**Requirements:** Give the lines from the one containing "Report one dot per instance of the shoulder" through the end of the lines as a two-column CSV with the headers text and answer. Each row should pair a line's text with its answer, each in one quoted field with line breaks replaced by spaces.

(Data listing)
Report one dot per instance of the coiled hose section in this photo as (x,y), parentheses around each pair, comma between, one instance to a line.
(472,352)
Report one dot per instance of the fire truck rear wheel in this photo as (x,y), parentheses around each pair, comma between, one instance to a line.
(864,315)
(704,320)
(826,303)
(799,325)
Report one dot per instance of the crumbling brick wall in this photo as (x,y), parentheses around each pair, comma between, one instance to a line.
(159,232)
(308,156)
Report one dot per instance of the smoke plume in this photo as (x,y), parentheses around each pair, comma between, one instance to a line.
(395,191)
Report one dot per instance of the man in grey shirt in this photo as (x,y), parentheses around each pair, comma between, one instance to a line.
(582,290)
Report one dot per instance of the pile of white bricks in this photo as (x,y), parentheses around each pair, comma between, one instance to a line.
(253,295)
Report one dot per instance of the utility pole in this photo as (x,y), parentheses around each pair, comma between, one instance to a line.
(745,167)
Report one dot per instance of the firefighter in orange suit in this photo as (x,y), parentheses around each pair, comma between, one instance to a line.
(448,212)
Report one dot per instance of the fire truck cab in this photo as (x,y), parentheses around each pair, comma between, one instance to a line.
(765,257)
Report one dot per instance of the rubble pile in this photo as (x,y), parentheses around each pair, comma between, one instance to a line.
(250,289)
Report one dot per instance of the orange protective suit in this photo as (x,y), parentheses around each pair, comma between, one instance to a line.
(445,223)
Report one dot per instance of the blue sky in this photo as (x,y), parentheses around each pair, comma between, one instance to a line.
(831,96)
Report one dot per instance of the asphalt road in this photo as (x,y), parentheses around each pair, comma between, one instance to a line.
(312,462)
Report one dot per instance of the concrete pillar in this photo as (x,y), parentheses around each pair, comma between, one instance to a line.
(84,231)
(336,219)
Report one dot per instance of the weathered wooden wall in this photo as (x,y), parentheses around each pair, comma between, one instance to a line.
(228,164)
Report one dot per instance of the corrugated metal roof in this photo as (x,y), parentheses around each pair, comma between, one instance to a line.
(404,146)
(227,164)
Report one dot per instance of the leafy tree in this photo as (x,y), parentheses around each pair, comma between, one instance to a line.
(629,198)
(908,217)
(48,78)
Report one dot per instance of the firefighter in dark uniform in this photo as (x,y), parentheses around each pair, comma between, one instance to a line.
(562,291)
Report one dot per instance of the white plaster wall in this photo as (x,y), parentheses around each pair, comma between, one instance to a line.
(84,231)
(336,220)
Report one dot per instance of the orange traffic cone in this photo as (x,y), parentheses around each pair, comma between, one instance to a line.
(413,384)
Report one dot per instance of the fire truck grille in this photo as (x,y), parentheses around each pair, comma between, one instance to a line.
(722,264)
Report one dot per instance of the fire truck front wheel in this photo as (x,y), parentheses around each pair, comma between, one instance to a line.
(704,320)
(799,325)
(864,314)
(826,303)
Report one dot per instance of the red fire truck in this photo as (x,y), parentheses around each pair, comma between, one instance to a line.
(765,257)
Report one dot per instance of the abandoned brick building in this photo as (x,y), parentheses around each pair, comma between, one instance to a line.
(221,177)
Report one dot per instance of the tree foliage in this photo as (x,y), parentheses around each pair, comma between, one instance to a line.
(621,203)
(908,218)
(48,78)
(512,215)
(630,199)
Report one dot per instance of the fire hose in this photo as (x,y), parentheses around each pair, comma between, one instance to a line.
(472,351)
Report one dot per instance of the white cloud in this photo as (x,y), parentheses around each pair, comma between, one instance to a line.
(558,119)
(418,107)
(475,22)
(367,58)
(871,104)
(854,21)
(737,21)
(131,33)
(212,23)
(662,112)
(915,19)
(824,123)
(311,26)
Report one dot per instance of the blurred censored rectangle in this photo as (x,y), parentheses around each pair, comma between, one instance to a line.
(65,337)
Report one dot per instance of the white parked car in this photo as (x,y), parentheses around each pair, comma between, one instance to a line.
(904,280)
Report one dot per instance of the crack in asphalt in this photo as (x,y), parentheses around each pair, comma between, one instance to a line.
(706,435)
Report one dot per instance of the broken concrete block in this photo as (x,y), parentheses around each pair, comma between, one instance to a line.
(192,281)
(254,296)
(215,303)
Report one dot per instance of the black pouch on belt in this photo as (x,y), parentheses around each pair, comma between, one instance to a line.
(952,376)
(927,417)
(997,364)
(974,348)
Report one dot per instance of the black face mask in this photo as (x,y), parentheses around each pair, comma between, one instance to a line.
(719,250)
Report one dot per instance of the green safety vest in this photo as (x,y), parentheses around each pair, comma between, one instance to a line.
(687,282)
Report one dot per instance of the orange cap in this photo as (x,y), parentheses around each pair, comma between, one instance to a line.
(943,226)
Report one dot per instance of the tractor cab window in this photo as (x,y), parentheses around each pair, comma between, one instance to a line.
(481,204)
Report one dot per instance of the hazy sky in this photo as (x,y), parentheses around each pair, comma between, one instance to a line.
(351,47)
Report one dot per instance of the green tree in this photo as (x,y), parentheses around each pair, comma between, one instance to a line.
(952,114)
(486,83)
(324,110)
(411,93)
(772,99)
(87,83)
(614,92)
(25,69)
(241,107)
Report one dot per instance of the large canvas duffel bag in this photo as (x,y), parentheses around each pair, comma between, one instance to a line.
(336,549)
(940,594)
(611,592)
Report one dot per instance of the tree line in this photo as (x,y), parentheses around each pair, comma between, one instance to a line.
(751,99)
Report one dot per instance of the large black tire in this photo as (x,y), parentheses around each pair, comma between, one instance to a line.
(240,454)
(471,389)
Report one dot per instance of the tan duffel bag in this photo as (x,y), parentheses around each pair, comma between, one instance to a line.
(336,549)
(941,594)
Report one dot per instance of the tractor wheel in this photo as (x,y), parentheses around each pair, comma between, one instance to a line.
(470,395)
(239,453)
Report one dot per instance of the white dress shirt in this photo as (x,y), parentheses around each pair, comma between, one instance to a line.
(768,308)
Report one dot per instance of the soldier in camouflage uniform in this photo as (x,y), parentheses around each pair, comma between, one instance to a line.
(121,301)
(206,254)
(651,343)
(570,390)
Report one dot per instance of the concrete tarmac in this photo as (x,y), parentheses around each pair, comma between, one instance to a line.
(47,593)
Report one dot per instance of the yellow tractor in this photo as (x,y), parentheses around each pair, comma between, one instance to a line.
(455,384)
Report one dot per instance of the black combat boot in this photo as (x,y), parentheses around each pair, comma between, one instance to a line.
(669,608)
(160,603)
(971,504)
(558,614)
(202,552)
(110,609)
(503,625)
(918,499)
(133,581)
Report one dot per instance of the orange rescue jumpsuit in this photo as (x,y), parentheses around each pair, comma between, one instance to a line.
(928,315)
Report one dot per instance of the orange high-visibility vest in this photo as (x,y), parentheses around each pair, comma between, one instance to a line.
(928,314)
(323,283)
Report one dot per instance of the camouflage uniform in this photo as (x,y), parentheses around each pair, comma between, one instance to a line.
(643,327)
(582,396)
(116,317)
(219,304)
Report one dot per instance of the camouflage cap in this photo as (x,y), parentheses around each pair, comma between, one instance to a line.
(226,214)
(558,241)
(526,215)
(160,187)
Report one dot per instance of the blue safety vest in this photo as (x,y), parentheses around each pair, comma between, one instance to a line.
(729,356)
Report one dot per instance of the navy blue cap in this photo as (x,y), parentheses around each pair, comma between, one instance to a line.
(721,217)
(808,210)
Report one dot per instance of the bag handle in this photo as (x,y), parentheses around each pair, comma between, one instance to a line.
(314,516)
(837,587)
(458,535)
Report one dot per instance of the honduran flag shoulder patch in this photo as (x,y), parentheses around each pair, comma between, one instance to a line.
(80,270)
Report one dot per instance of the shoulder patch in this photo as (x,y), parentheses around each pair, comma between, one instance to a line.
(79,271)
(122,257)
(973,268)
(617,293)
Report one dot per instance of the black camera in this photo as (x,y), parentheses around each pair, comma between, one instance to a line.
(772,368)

**Response to this exercise:**
text,answer
"Report one dot per instance of the shoulder patch in this photo as (x,y), parentheses around each pair, comma between, one instance to a line.","(79,271) (122,257) (973,268) (617,293)"
"Report one dot per instance of the black camera in this photo as (x,y), parentheses around each pair, comma between, one instance to a line.","(772,368)"